↓
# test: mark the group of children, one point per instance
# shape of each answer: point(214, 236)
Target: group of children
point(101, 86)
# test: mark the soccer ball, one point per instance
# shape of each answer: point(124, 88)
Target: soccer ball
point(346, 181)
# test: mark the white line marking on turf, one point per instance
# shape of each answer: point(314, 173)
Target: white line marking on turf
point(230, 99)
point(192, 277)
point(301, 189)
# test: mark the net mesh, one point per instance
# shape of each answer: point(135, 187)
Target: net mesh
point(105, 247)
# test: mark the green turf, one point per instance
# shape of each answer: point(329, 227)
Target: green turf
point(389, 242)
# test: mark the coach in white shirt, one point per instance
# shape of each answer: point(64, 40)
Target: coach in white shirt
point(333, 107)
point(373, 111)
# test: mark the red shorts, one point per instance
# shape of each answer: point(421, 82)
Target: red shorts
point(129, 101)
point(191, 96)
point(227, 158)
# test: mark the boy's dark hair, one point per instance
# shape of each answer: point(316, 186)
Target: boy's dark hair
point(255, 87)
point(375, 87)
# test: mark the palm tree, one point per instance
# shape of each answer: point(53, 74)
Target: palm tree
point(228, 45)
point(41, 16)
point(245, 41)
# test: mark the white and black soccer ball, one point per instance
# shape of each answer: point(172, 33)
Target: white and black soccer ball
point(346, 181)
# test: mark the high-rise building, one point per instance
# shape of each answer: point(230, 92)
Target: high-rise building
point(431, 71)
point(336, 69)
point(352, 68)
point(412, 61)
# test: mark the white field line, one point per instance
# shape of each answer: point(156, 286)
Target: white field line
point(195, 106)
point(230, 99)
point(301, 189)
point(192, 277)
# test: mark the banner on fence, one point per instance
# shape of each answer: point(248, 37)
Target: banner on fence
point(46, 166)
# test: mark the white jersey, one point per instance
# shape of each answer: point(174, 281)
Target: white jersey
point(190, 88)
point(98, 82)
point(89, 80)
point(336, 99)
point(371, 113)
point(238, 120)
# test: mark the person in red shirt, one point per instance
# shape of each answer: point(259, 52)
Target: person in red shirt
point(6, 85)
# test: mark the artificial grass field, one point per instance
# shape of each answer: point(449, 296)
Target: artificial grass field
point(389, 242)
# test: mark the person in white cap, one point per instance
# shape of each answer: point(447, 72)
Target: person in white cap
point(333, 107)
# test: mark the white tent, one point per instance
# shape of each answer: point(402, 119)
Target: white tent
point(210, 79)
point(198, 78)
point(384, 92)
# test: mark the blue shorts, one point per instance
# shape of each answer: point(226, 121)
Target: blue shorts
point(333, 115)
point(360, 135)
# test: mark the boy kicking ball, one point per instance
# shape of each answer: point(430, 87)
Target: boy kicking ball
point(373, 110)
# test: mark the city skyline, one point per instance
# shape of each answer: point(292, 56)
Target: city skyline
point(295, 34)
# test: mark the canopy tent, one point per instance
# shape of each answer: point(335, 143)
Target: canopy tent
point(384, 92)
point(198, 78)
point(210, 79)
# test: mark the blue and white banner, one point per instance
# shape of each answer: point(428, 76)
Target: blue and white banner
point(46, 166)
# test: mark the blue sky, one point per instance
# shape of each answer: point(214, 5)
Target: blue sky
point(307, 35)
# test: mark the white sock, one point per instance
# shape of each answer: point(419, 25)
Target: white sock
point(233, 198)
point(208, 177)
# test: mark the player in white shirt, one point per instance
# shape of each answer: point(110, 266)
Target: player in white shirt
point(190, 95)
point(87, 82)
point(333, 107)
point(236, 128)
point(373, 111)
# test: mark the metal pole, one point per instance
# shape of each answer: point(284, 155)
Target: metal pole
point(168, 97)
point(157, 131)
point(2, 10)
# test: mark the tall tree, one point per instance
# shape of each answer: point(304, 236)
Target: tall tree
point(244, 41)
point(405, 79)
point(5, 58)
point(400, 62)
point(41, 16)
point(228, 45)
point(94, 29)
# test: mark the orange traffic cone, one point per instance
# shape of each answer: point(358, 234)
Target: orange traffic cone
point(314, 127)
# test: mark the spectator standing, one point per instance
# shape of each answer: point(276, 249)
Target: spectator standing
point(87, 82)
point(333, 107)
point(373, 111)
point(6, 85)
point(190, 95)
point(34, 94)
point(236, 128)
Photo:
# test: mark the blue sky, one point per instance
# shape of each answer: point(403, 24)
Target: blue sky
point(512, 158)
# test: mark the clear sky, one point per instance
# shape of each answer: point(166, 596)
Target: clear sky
↑
Problem to solve: Repeat the records above exactly, leaving none out.

Solution below:
# test: mark the group of children, one point per instance
# shape of each answer: point(214, 236)
Target: group of children
point(101, 86)
# test: mark the soccer ball, one point per instance
# shape of each answer: point(124, 88)
Target: soccer ball
point(346, 181)
# test: mark the white line marking on turf, one point per instance
# shape of each answer: point(314, 173)
Target: white line marking on turf
point(230, 99)
point(192, 277)
point(301, 189)
# test: mark the net mesh, one point per instance
# shape of each answer: point(135, 187)
Target: net mesh
point(105, 247)
# test: mark the green turf, one point per instance
# shape of each answer: point(329, 227)
Target: green turf
point(389, 242)
# test: mark the coach in white shirt, one point per instance
# shape of each answer: point(64, 40)
Target: coach in white shirt
point(333, 107)
point(373, 111)
# test: mark the red shorts, one point per instance
# shape of each answer: point(421, 82)
Target: red shorts
point(129, 101)
point(191, 96)
point(227, 158)
# test: mark the boy's dark hair, one point per instance
# shape of each answer: point(316, 186)
Target: boy's dark hair
point(255, 87)
point(375, 87)
# test: mark the palm tree, one point per instance
# shape of each answer: point(53, 74)
Target: palm tree
point(228, 45)
point(41, 16)
point(245, 41)
# test: mark the white and black soccer ball, one point per instance
# shape of each answer: point(172, 33)
Target: white and black soccer ball
point(346, 181)
# test: mark the high-rise building, one point per instance
# shape of each answer: point(230, 92)
Target: high-rise building
point(431, 71)
point(336, 69)
point(352, 68)
point(412, 61)
# test: mark the white field line, one point per instance
# shape of each answer: point(156, 286)
Target: white field line
point(195, 106)
point(230, 99)
point(301, 189)
point(192, 277)
# test: mark the banner on fence, one point per instance
# shape of each answer: point(248, 37)
Target: banner on fence
point(46, 166)
# test: mark the white jersey, one point per instance
# shape of each answer: point(174, 281)
Target: white jersey
point(190, 88)
point(98, 82)
point(89, 80)
point(336, 99)
point(371, 113)
point(238, 120)
# test: mark the person in red shirt, one point per instance
# shape of each answer: point(259, 52)
Target: person in red shirt
point(6, 85)
# test: mark the artificial grass field, one point per instance
# shape of each answer: point(449, 296)
Target: artificial grass field
point(389, 242)
# test: mark the person in white cap, one point per instance
# shape of each answer: point(447, 72)
Target: person in white cap
point(333, 107)
# test: mark the white tent, one point per instance
# shape of each answer: point(402, 119)
Target: white tent
point(210, 79)
point(198, 78)
point(384, 92)
# test: mark the blue shorts, one point per instance
# shape of each answer: point(226, 121)
Target: blue shorts
point(333, 115)
point(360, 135)
# test: mark the boy kicking ball, one point per instance
# shape of each answer: point(430, 87)
Target: boy kicking ball
point(373, 110)
# test: mark the city skyline, one point per instance
# shape of each answer: point(292, 56)
Target: city skyline
point(295, 34)
# test: mark the canopy tent, one point per instance
# shape of each answer: point(335, 143)
Target: canopy tent
point(384, 92)
point(198, 78)
point(210, 79)
# test: mark the blue and white banner, one point per instance
# shape of each answer: point(428, 76)
Target: blue and white banner
point(46, 166)
# test: mark the blue sky, one point per instance
# shape of each answer: point(214, 5)
Target: blue sky
point(307, 35)
# test: mark the white sock, one point per instance
# shape of each answer: point(419, 25)
Target: white sock
point(233, 198)
point(208, 177)
# test: mark the player in white shirt, one point per instance
# shape of each answer: point(110, 266)
Target: player in white shirt
point(190, 95)
point(87, 82)
point(333, 107)
point(236, 128)
point(373, 111)
# test: mark the metal pole, one point per instance
# shape of each answer: point(284, 155)
Target: metal pole
point(168, 97)
point(157, 131)
point(2, 10)
# test: mark the tall tree, one point per instance
# shape of each answer: point(304, 236)
Target: tall tree
point(244, 41)
point(405, 79)
point(5, 58)
point(400, 62)
point(41, 16)
point(228, 45)
point(94, 29)
# test: mark the orange traffic cone, one point per instance
# shape of each answer: point(358, 234)
Target: orange traffic cone
point(314, 127)
# test: mark the spectator standing, one point per instance
# shape of each answer: point(276, 249)
Target: spectator standing
point(87, 82)
point(333, 107)
point(373, 111)
point(6, 85)
point(190, 95)
point(34, 94)
point(236, 128)
Photo:
# test: mark the blue sky, one point per instance
# shape of each answer: point(403, 24)
Target: blue sky
point(512, 158)
# test: mark the clear sky, one point per instance
# shape of each answer: point(166, 596)
Target: clear sky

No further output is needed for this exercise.